Only one span of the listing below should come back. It runs from the line with "Category: saluting officer" through the line with "Category: dark coat", and each of its lines must be reproduced exactly.

---------------

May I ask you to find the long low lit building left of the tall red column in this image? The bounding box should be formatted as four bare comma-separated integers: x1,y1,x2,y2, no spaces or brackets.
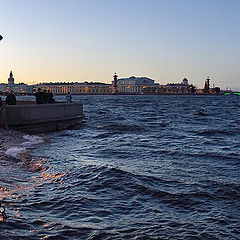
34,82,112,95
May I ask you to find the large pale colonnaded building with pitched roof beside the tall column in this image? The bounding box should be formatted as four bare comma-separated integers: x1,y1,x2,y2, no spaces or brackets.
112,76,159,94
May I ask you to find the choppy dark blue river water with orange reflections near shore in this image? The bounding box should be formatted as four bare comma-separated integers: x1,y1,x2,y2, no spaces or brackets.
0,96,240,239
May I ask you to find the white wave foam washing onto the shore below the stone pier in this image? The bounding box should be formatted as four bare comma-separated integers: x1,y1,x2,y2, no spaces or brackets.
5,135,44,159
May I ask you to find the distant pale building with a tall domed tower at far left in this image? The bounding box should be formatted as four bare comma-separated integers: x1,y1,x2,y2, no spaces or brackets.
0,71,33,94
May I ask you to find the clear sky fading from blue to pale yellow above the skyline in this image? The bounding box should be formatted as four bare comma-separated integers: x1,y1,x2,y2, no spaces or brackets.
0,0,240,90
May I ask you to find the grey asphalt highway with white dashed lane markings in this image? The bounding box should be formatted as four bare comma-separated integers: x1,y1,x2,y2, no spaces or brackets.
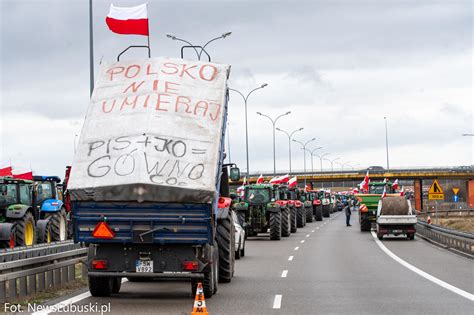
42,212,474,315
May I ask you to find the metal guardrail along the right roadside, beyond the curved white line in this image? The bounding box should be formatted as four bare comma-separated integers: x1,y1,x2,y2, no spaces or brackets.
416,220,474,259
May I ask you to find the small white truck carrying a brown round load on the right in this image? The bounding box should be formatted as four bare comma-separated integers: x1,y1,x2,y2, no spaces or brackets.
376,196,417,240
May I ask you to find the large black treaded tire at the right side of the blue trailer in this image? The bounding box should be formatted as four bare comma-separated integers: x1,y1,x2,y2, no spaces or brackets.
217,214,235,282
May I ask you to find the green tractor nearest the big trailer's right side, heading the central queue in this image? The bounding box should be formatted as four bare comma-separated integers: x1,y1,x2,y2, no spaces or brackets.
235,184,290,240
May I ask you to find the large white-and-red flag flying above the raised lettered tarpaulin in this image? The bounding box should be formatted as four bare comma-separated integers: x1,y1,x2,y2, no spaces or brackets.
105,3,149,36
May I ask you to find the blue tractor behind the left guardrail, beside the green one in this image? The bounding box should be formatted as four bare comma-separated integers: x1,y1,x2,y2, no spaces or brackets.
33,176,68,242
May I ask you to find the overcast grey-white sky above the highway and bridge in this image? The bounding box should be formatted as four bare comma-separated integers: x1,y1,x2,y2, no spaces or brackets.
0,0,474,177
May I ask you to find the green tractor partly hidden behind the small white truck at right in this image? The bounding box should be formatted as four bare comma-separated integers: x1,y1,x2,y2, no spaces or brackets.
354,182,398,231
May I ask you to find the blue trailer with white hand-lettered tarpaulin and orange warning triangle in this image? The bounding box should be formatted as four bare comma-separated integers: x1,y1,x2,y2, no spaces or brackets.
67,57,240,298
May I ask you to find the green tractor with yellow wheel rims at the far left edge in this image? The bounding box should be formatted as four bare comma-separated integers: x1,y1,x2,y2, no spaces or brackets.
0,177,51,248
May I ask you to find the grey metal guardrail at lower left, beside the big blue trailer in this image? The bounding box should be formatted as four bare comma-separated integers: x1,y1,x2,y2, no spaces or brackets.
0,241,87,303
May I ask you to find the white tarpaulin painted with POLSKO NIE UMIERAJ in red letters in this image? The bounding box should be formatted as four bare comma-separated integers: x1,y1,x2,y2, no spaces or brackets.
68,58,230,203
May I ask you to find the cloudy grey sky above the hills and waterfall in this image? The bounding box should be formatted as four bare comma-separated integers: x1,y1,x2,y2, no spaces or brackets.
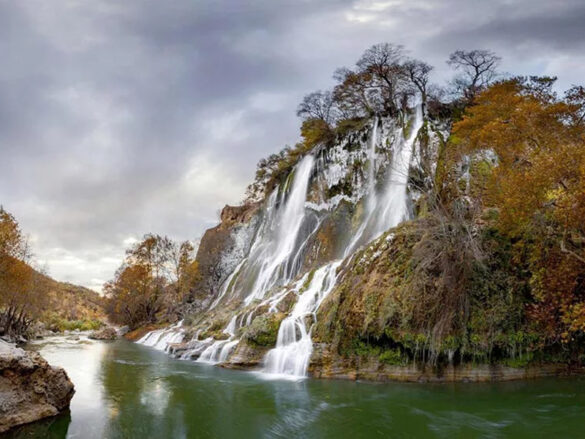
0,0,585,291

---------------

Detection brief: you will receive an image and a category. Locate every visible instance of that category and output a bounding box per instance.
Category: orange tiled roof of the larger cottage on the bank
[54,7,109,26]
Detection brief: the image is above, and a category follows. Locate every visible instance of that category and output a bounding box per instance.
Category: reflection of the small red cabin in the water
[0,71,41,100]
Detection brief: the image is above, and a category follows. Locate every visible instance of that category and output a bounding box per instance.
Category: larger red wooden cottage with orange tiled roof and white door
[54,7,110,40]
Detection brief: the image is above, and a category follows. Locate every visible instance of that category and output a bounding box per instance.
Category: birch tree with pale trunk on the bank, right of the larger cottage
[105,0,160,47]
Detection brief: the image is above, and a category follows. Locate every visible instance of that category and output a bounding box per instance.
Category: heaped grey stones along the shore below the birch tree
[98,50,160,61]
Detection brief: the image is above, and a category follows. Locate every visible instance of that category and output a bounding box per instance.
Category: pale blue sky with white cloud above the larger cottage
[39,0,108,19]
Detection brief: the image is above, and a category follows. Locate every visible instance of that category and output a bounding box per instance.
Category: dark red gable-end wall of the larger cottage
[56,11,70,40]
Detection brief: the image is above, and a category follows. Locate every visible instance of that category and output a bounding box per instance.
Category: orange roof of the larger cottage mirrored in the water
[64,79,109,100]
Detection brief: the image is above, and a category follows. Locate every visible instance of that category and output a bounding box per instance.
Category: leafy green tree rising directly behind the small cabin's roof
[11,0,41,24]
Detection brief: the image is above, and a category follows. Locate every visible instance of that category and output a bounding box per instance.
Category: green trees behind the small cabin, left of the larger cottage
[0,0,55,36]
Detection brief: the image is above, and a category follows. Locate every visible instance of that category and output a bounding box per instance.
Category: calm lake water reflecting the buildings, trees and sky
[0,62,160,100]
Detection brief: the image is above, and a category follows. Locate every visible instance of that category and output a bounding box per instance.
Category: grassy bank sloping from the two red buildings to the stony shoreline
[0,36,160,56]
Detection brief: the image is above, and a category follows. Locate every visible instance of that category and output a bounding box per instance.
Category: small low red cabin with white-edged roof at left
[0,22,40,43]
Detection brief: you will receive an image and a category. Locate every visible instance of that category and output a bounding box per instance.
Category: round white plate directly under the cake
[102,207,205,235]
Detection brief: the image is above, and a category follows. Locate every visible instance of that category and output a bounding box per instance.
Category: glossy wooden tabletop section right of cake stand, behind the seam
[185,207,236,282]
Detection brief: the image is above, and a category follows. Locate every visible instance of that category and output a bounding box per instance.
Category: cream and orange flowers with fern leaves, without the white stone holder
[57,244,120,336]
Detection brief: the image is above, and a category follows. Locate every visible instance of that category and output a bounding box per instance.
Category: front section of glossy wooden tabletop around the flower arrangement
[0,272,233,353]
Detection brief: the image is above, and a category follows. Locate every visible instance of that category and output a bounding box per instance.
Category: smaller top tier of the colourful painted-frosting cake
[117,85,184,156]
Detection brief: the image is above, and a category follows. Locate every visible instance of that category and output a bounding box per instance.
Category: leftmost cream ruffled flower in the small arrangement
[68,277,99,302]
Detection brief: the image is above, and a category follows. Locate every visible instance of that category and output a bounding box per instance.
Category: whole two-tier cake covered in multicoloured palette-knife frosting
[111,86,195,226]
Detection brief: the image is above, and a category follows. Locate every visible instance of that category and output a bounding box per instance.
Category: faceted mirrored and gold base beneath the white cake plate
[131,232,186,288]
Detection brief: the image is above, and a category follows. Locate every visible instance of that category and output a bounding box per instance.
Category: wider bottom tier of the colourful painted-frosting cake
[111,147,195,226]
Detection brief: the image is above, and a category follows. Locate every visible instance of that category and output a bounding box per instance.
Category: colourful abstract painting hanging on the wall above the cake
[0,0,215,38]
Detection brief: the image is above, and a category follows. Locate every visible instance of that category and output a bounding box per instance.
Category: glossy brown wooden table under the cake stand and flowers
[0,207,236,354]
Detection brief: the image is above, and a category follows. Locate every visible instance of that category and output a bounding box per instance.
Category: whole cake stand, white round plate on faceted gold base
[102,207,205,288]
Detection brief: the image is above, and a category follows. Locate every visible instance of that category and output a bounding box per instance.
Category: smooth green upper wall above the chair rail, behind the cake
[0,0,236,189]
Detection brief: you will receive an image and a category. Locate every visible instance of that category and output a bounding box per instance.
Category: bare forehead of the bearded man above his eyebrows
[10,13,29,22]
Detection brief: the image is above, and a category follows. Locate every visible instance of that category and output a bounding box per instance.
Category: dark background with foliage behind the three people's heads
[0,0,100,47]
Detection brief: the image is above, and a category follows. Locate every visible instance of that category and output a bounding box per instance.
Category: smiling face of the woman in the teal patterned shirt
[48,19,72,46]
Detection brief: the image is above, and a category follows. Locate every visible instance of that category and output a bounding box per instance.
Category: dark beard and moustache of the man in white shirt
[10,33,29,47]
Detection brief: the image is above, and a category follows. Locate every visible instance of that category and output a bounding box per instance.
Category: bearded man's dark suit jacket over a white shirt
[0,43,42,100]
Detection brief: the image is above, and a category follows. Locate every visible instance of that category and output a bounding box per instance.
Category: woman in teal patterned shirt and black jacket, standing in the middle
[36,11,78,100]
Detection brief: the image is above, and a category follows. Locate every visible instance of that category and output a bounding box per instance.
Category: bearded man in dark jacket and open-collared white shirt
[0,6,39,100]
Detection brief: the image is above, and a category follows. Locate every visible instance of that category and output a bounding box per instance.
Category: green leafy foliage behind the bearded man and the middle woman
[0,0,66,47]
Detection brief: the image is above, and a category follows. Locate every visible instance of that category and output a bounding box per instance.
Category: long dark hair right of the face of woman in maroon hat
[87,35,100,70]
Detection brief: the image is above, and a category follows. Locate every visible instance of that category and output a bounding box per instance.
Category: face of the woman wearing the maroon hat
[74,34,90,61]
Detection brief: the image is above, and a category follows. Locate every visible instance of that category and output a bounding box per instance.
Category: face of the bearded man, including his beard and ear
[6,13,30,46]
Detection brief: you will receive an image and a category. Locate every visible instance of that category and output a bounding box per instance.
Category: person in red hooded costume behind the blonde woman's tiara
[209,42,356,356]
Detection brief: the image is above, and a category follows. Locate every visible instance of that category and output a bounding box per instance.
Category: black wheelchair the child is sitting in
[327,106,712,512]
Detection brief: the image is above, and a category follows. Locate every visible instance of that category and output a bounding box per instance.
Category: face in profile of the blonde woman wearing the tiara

---------------

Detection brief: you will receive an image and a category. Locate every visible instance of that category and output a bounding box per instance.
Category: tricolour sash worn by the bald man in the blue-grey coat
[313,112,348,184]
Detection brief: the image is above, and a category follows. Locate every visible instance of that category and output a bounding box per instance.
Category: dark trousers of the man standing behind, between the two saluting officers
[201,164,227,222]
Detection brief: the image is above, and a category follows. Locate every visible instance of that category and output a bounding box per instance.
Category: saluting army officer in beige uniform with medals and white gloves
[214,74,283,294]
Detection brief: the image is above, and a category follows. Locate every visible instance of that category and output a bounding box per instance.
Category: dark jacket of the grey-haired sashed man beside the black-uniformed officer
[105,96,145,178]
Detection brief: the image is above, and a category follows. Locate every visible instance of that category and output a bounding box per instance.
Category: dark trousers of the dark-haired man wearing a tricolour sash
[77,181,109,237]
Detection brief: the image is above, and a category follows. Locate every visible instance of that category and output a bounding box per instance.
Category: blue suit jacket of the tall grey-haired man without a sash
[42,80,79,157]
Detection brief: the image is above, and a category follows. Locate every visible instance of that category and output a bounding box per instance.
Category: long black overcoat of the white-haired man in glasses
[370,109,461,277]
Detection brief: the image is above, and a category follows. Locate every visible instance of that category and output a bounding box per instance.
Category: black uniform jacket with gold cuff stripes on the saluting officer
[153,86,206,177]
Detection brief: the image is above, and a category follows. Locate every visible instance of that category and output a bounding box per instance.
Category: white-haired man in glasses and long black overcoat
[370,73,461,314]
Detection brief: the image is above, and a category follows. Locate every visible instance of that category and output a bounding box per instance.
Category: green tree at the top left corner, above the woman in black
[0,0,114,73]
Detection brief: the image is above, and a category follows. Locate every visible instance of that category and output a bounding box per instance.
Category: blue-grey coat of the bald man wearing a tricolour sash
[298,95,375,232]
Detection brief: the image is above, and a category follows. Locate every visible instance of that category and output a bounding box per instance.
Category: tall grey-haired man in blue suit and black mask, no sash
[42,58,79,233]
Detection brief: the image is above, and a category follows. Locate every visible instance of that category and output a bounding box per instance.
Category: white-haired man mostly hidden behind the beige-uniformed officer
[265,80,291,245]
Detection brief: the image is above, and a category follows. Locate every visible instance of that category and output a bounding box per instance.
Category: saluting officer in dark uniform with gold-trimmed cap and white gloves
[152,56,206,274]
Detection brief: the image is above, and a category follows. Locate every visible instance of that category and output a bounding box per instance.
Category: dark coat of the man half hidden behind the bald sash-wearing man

---------------

◆ **Response to the task**:
Category: saluting officer in dark uniform with gold-trimmed cap and white gloves
[152,56,206,274]
Detection brief: the image is above, and a category follows. Locate every visible instance of that category and output a bounding box per instance.
Category: dark coat of the man half hidden behind the bald sash-wearing man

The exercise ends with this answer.